Write out every item below word for word, leaving out the pictures.
[start Dataset records]
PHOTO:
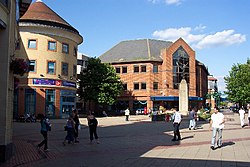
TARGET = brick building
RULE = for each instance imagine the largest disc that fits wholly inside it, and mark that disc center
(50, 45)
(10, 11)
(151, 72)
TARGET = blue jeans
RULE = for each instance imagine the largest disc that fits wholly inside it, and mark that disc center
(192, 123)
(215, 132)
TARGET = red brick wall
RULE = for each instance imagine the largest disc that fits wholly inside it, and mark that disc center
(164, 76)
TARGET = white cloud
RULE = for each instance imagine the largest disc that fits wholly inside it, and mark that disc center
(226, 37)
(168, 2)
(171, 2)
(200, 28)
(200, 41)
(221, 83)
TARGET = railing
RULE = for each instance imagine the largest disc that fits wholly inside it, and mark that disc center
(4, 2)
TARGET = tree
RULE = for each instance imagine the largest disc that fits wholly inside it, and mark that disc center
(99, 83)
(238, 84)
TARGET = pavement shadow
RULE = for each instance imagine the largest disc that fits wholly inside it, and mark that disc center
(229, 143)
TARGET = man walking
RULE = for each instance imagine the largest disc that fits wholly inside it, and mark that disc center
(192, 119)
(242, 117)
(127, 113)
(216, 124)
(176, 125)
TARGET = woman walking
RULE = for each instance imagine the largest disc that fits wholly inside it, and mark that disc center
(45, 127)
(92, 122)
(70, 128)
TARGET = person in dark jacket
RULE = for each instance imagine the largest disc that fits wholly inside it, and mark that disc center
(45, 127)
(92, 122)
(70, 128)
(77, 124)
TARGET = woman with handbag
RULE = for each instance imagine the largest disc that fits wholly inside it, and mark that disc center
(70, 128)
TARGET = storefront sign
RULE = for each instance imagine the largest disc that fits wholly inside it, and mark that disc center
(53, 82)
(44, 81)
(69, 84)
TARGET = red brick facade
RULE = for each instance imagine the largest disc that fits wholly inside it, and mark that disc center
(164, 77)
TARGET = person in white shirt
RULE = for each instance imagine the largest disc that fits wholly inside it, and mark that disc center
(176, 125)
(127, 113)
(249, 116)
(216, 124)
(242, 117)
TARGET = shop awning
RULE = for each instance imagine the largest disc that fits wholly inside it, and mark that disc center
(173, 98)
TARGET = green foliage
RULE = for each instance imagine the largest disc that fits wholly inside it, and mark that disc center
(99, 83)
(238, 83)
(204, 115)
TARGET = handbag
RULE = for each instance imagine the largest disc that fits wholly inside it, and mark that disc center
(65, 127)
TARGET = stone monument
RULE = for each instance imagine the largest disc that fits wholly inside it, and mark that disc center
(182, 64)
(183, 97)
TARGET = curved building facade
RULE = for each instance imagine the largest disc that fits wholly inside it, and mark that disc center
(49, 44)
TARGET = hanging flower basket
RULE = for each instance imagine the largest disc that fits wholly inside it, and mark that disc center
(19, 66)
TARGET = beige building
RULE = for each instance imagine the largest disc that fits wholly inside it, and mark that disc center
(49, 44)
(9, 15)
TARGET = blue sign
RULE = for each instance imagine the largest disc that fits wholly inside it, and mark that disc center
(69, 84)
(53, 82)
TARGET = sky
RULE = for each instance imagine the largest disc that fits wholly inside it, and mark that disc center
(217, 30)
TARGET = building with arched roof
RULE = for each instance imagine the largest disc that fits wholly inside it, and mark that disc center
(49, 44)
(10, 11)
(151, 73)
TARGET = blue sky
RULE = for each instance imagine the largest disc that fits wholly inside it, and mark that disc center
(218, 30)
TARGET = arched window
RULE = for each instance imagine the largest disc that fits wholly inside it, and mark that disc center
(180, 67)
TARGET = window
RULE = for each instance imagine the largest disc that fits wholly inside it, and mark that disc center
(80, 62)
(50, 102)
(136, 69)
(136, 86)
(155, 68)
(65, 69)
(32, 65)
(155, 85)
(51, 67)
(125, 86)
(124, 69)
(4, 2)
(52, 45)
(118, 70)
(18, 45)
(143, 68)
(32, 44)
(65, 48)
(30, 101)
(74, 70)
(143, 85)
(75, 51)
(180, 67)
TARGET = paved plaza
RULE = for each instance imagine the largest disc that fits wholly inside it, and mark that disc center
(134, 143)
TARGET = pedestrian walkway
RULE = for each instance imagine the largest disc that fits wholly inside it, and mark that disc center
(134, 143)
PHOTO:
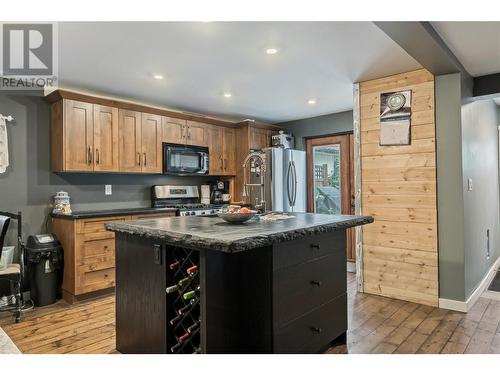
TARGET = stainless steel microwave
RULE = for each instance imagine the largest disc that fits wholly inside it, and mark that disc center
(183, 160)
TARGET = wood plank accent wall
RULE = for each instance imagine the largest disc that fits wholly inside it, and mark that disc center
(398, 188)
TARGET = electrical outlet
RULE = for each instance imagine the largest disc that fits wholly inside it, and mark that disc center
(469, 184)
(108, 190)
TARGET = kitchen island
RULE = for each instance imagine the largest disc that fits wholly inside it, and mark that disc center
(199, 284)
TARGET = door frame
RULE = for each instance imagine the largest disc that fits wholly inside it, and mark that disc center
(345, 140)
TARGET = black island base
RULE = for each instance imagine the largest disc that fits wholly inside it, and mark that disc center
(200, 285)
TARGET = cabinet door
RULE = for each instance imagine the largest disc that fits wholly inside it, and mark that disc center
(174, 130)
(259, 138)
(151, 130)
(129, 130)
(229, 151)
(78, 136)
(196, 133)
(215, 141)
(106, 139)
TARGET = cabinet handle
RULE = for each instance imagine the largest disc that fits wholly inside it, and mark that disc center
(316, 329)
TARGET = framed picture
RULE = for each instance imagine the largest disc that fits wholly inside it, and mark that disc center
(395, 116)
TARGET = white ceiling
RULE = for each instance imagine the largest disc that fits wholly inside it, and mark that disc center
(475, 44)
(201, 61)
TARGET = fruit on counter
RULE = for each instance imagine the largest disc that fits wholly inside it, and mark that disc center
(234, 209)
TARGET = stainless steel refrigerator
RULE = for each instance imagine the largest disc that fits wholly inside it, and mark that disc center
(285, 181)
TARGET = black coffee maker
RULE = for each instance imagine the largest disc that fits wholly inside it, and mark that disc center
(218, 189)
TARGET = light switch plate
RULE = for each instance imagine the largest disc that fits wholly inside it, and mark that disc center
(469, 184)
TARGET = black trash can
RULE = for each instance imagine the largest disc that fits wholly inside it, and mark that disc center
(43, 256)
[end Dataset records]
= The result =
PHOTO:
TARGET = brick building
RULE = for each instance imagine the largest disc that fits wholly inside it, and mark that disc center
(50, 45)
(10, 11)
(151, 72)
TARGET = blue jeans
RULE = for each instance imagine the largest disc that fits wholly inside it, and mark that disc center
(192, 123)
(215, 132)
TARGET = red brick wall
RULE = for each instance imagine the largest disc that fits wholly inside it, and mark that disc center
(164, 76)
TARGET = white cloud
RULE = for each instance imagine the largest disc that fits wholly inside it, and mark that disc center
(226, 37)
(168, 2)
(171, 2)
(200, 28)
(200, 41)
(221, 83)
TARGET = railing
RULE = for each instance imagine the largest disc that fits wholly inside it, and mark that disc center
(4, 2)
TARGET = tree
RULE = for each instance imagine the largest disc that fits wholly inside it, and mark that disc center
(99, 83)
(238, 84)
TARGET = pavement shadow
RULE = for each instance imagine the largest disc that fits wholly inside it, and mark that disc center
(229, 143)
TARGET = man walking
RULE = for each instance imagine the largest disc that fits wholly inside it, and mark that disc center
(192, 119)
(242, 117)
(127, 113)
(216, 124)
(176, 125)
TARGET = woman walking
RULE = for each instance imagine the largest disc that fits wholly inside it, and mark that disc center
(45, 127)
(92, 122)
(70, 128)
TARGET = person in dark jacket
RULE = for each instance imagine the largest disc that fits wholly inside it, and mark that disc center
(45, 127)
(92, 122)
(70, 128)
(77, 124)
TARGET = woman with handbag
RULE = for each instance imagine the largest disc that fits wholly inside it, and mark that disc center
(70, 128)
TARGET = storefront sign
RULE = for each instance imagine the largest disc that fits wholly inside it, and mark that disc center
(53, 82)
(44, 81)
(69, 84)
TARGET = red brick facade
RULE = for each instance imagine the largest disc that fits wholly inside it, and mark that disc center
(164, 77)
TARGET = person in white shirt
RULE = for each instance imagine the largest disc that fits wholly inside it, and mark that disc center
(176, 125)
(127, 113)
(249, 116)
(216, 124)
(242, 117)
TARGET = shop awning
RULE = for each instance imagine the largest disc that fits wholly inside it, and mark that disc center
(173, 98)
TARGET = green foliage
RULE = for each instance imagine the largest disc that fits wholly inside it, and mark that disc center
(99, 83)
(238, 83)
(204, 115)
TARGET = handbag
RULE = for each instance imagine the largest disc that fits wholly inside it, and mark that disc center
(65, 127)
TARGET = stone monument
RULE = for each instance imagine the largest disc that fits wholly inside it, and mark that disc center
(182, 64)
(183, 97)
TARGET = curved building facade
RULE = for each instance imagine the largest disc that fits wholly inside it, and mark that disc center
(49, 44)
TARGET = hanging flower basket
RULE = for each instance imagine the largest disc that fits wholly inside it, and mark that disc center
(19, 66)
TARGET = beige building
RULE = for each instance imagine the largest disc that fits wholly inside it, and mark that disc center
(49, 44)
(9, 15)
TARGET = blue sign
RULE = for each instance imagine the largest disc that fits wholly inside it, and mark that disc center
(69, 84)
(53, 82)
TARGET = sky
RULE = for each instance imagine the largest disc that fits wholly inside it, and mark that disc center
(217, 30)
TARGET = building with arched roof
RULE = for each instance imagine the largest disc that fits wholly inside it, and mark that disc center
(49, 44)
(10, 11)
(151, 73)
TARGET = blue sky
RULE = for each instance imagine the largest disc that fits wholly inside it, and mark that disc center
(218, 30)
TARGET = arched window
RULE = for each instance imagine the largest disc that fits wholly inside it, and mark that disc center
(180, 67)
TARGET = window
RULE = for each instance imagine the largest disc that fits wholly inside it, and mark that disc center
(80, 62)
(50, 102)
(136, 69)
(136, 86)
(155, 68)
(65, 69)
(32, 65)
(155, 85)
(51, 67)
(125, 86)
(124, 69)
(4, 2)
(52, 45)
(118, 70)
(18, 45)
(143, 68)
(32, 44)
(65, 48)
(30, 101)
(74, 70)
(143, 85)
(75, 51)
(180, 67)
TARGET = paved plaza
RULE = for each instance imagine the largest disc that fits wholly inside it, and mark that disc center
(134, 143)
TARGET = pedestrian walkway
RULE = for each instance imagine the largest disc that fits wholly inside it, and mark that disc center
(134, 143)
PHOTO:
TARGET = stainless steel microwave
RULE = for each instance imagine the largest disc that fits wholly inside it, and mark that disc center
(183, 160)
TARGET = wood plank accent wall
RULE = for each instance imagine the largest disc that fits wholly inside it, and mark that disc center
(398, 188)
TARGET = electrical outlet
RULE = for each instance imagine the largest disc that fits wholly inside it, and mark that disc center
(469, 184)
(108, 190)
TARGET = kitchen island
RULE = for each instance imagine the largest disc that fits wholly inside it, and mark that disc center
(199, 284)
TARGET = door frame
RULE = for each instance imagine the largest disc that fits wholly inside it, and mark that disc center
(345, 140)
TARGET = black island base
RULE = for each instance imagine the largest disc that fits wholly inside it, and mark that disc center
(200, 285)
TARGET = cabinet door
RULE = for each instance imagine the largest disc that fits wholly inside it, and mark that disc center
(174, 130)
(259, 138)
(151, 130)
(129, 130)
(229, 151)
(78, 136)
(196, 133)
(215, 141)
(106, 139)
TARGET = cabinet handle
RULE = for each instance imagine the largest disc that fits wholly inside it, and mark that disc center
(316, 329)
TARGET = framed picture
RULE = for each instance imagine the largest disc that fits wholly inside it, and mark that disc center
(395, 116)
TARGET = white ceiling
RULE = for each instance imagine the largest disc that fits wholly inside it, and mark that disc center
(475, 44)
(201, 61)
TARGET = fruit on counter
RULE = for each instance imagine the largest disc that fits wholly inside it, and mark that disc center
(234, 209)
TARGET = stainless steel refrigerator
RULE = for each instance imagine the largest disc that fits wholly inside it, and mark that disc center
(285, 181)
TARGET = black coffee maker
RULE = for each instance imagine the largest disc that fits wholly inside it, and mark that disc center
(218, 189)
TARGET = light switch plate
RULE = for each instance imagine the largest disc that fits wholly inside it, and mark that disc center
(469, 184)
TARGET = black trash can
RULE = for each instance imagine the largest disc that fits wholly inside it, and mark that disc center
(43, 256)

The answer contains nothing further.